Work item A: Decide whether each statement agrees with the passage on Zurich's coverage suit, answering yes or no and quoting the deciding words of the passage: (i) Zurich asks the court to declare that it owes no duty to defend or indemnify the former board members; (ii) the court has already ruled in Zurich's favor; (iii) the takeaway advises having a community association lawyer weigh in.
Work item B: Reproduce everything in the passage on Zurich's coverage suit from "TAKEAWAY: Insurance coverage" down to "get more details.", without changing a word.

Extract provided:
Details about the underlying lawsuit (by whom filed, against whom filed, and the claims) are in the post. Zurich does not want to defend the suit and, in its recently filed suit, argues that its policy does not cover every dispute that might arise in the life of a condo association. Rather, what it says is covered is in the policy itself (as noted in the post). Zurich says that much of what is alleged in the underlying complaint occurred after the policy was cancelled or are specifically excluded from coverage (such as those things itemized in the post).

Zurich’s suit emphasizes that its Precision Portfolio Policy was crafted to address specific risks tied to condo association management — and not to serve as a catch-all for every possible grievance. Zurich wants the court to declare that it owes no duty to defend or indemnify the former board members against the owners’ claims in the underlying suit. 

Nothing has yet been decided in Zurich’s suit. More pleadings are to come – including any argument to be made by the association and former board members (the insureds under the policy at issue). And what might determine the outcome? See the post.

    TAKEAWAY: Insurance coverage is important to the association and directors and officers – make sure what is covered and the timing of that coverage vis a vis any claims to be made. Have your community association lawyer weigh in.

Finally, in the post yesterday 8/16/2025, we learned the EEOC targets two restaurants for sexual harassment on same day in line with 2025 priorities. Let’s get more details.

Dataset extract:
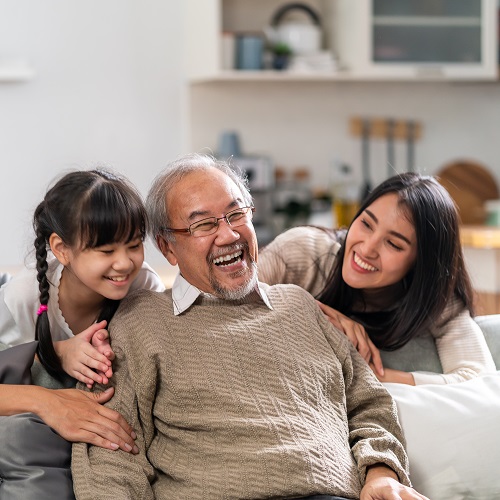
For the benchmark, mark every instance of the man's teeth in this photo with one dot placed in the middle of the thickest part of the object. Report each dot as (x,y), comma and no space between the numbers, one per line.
(226,258)
(363,264)
(117,278)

Worked solution A:
(i) Yes: "Zurich wants the court to declare that it owes no duty to defend or indemnify the former board members against the owners’ claims in the underlying suit."
(ii) No: "Nothing has yet been decided in Zurich’s suit."
(iii) Yes: "Have your community association lawyer weigh in."

Worked solution B:
TAKEAWAY: Insurance coverage is important to the association and directors and officers – make sure what is covered and the timing of that coverage vis a vis any claims to be made. Have your community association lawyer weigh in.

Finally, in the post yesterday 8/16/2025, we learned the EEOC targets two restaurants for sexual harassment on same day in line with 2025 priorities. Let’s get more details.